Your copy should begin with the line containing "Set a pin on every instance of the young", end with the line containing "target | water surface", match the listing below exactly, and contain no pictures.

####

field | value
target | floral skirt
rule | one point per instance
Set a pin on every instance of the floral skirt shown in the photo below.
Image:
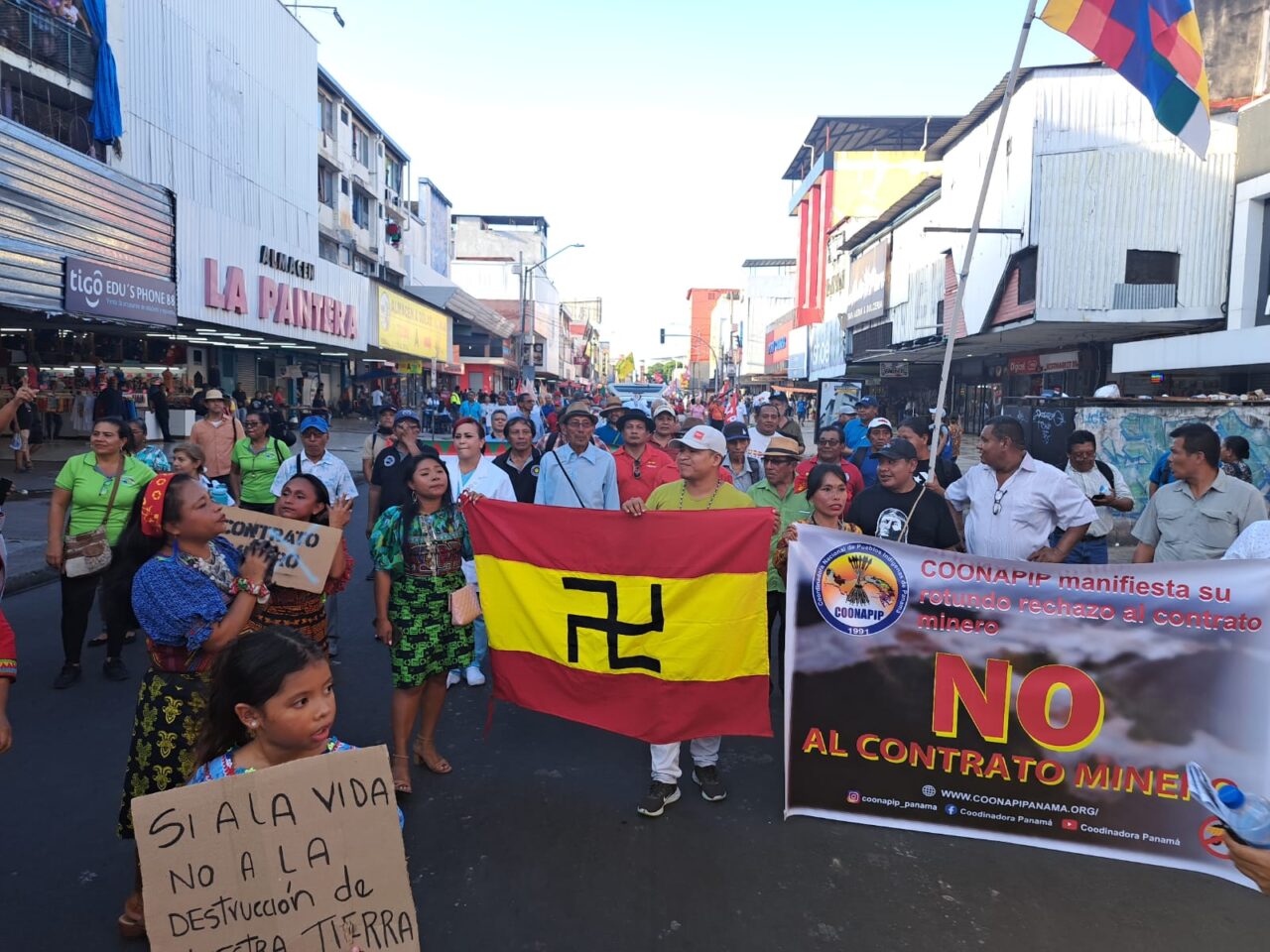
(171, 708)
(426, 642)
(304, 612)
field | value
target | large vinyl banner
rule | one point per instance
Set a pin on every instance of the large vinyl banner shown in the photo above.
(1046, 705)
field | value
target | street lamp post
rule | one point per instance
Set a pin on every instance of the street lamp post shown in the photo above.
(527, 368)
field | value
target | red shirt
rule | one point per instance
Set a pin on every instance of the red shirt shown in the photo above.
(855, 479)
(656, 467)
(8, 651)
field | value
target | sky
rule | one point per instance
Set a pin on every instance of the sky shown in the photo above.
(654, 134)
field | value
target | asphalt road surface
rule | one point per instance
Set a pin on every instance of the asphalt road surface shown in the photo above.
(534, 842)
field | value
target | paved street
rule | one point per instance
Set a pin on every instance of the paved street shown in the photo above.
(534, 842)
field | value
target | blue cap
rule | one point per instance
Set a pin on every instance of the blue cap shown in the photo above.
(1230, 796)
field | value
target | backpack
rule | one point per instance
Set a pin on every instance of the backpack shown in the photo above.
(1106, 474)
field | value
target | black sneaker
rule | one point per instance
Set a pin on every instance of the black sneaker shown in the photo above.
(66, 676)
(711, 787)
(658, 796)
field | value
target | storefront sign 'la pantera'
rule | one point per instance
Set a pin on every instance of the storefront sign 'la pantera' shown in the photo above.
(278, 302)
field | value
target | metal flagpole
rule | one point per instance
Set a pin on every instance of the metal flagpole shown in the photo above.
(951, 322)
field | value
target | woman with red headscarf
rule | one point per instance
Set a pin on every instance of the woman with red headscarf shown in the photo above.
(191, 594)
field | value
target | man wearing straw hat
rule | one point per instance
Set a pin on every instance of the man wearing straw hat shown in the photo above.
(576, 474)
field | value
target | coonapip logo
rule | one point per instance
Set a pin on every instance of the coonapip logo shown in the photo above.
(860, 589)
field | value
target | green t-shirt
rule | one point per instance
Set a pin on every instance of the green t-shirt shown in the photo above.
(90, 493)
(666, 498)
(259, 468)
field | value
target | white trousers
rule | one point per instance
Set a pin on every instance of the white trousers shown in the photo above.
(666, 757)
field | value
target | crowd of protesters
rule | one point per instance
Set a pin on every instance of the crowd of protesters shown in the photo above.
(204, 608)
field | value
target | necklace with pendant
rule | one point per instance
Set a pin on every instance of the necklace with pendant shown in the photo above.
(708, 502)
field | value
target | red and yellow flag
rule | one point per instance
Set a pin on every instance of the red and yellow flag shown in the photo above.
(652, 627)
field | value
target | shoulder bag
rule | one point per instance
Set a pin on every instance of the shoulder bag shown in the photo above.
(89, 552)
(561, 463)
(908, 522)
(465, 606)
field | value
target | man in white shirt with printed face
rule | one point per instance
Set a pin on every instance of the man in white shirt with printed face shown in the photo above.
(1016, 502)
(1103, 486)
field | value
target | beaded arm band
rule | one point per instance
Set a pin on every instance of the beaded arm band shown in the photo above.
(255, 588)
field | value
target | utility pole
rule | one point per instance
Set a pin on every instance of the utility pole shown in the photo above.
(526, 338)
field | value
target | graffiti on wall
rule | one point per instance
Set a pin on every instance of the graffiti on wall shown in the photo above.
(1133, 439)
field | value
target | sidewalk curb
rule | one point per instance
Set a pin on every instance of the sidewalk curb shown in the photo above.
(31, 579)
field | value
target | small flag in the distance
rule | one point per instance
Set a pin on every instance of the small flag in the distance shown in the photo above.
(1152, 44)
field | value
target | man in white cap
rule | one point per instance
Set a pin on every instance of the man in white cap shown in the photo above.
(699, 488)
(666, 424)
(216, 434)
(578, 474)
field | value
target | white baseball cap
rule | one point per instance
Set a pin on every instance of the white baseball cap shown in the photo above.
(702, 438)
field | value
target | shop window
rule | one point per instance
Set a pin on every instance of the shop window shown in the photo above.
(1151, 267)
(325, 185)
(362, 211)
(326, 114)
(361, 145)
(1026, 263)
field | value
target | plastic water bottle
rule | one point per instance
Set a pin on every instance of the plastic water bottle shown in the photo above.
(1250, 815)
(220, 495)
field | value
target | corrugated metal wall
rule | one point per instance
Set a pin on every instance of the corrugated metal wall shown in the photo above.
(56, 200)
(1091, 207)
(220, 102)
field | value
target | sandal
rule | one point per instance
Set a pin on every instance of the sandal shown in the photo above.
(399, 784)
(132, 923)
(439, 765)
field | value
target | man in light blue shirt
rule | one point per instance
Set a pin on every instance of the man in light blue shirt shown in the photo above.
(857, 429)
(578, 474)
(327, 467)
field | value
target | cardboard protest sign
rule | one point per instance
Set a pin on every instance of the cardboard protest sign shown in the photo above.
(1044, 705)
(308, 548)
(302, 857)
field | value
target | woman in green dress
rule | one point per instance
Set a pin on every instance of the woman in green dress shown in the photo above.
(254, 463)
(418, 551)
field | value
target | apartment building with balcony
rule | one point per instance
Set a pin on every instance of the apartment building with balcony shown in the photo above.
(363, 217)
(48, 70)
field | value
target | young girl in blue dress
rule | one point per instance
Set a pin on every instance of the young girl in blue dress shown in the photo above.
(272, 701)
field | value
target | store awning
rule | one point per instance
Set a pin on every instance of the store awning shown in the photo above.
(1035, 335)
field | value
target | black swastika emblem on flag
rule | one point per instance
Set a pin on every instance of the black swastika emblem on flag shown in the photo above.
(612, 626)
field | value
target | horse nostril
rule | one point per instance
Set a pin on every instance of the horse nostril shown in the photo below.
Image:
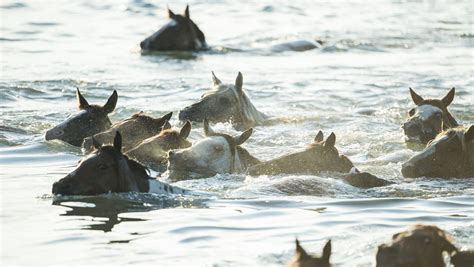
(409, 171)
(62, 188)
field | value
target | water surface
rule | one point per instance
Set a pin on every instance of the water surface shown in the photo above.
(355, 86)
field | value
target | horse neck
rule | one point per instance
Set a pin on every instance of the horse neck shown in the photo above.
(244, 159)
(131, 179)
(248, 113)
(450, 122)
(468, 155)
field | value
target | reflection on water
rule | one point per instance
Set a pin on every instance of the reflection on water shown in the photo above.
(356, 86)
(105, 210)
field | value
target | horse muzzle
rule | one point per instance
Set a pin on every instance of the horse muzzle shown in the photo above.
(62, 188)
(54, 134)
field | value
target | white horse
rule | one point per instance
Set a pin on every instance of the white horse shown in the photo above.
(215, 154)
(225, 102)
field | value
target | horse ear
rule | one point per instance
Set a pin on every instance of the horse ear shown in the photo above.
(417, 99)
(215, 81)
(207, 129)
(166, 126)
(448, 98)
(118, 142)
(243, 137)
(300, 250)
(469, 135)
(170, 13)
(95, 143)
(239, 83)
(111, 102)
(185, 130)
(327, 251)
(186, 12)
(331, 141)
(166, 117)
(81, 101)
(319, 137)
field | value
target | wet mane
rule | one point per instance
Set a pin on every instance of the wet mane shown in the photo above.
(248, 113)
(134, 165)
(148, 122)
(437, 103)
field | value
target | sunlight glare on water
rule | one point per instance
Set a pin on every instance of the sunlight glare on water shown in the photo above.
(356, 86)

####

Problem solution
Set a pin on every instance of the young girl in blue dress shown in the photo above.
(272, 701)
field | value
target | store awning
rule | one point per instance
Set a pin on every instance of the store awning shown in the photo above.
(1035, 335)
field | value
target | black swastika emblem on flag
rule | one point per instance
Set a pin on every instance of the black swastika emblem on flag shown in the photo above.
(612, 626)
field | value
target | horse nostril
rule | one point per instance
Set a pin on every instance of the horse nostril shown in the photo below.
Image:
(409, 171)
(62, 188)
field | value
target | water surface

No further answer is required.